◆ Directions:
From the data, copy out every line in which the word "wheel" appears.

◆ Supplied entries:
+++

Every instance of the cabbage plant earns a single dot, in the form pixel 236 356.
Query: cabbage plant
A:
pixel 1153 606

+++

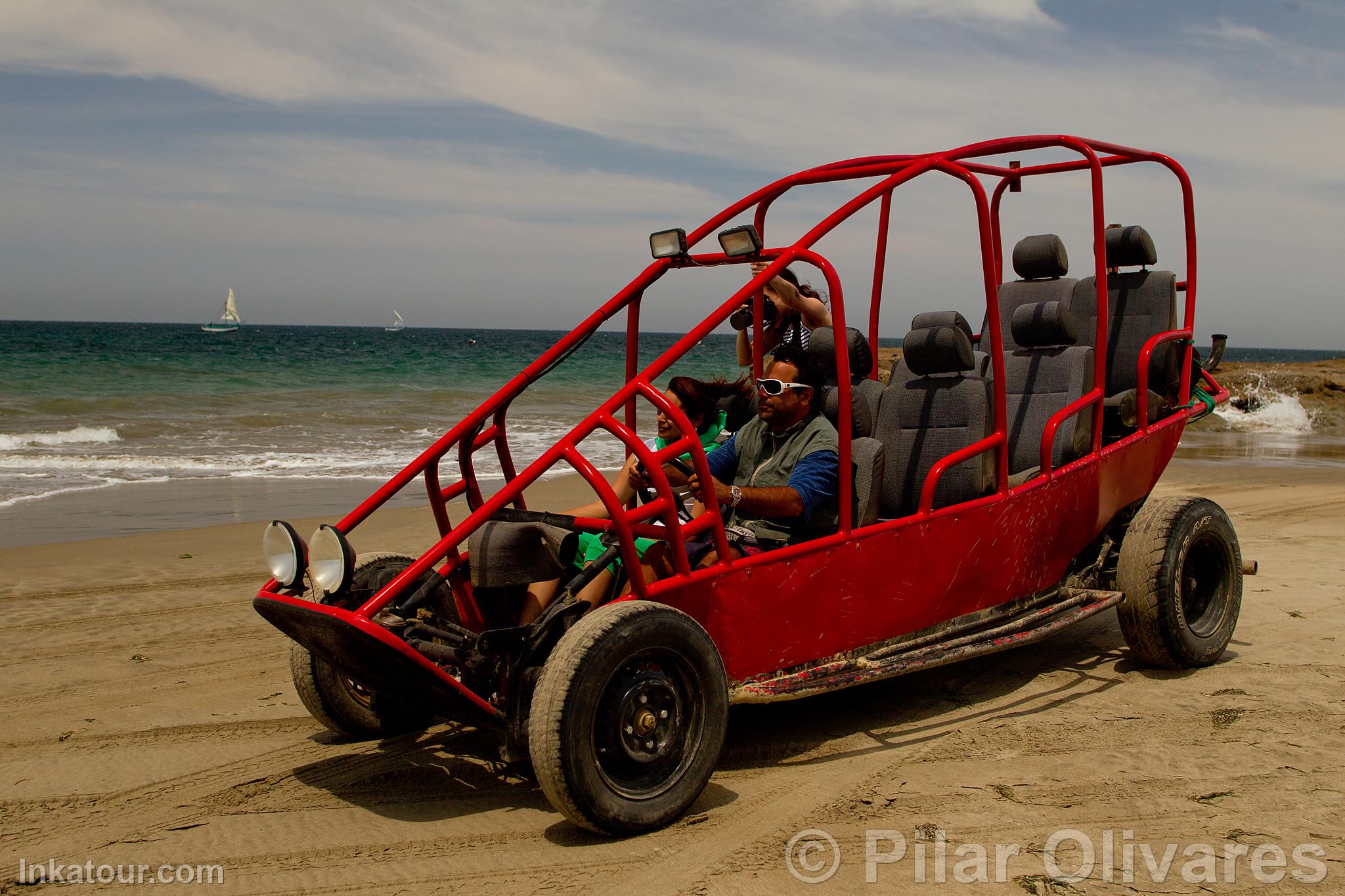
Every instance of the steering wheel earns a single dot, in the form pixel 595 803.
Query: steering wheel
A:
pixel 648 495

+++

◆ Solution for this problem:
Every instance of the steering wheel earns a single dot, in the form pixel 595 803.
Query: steering wheel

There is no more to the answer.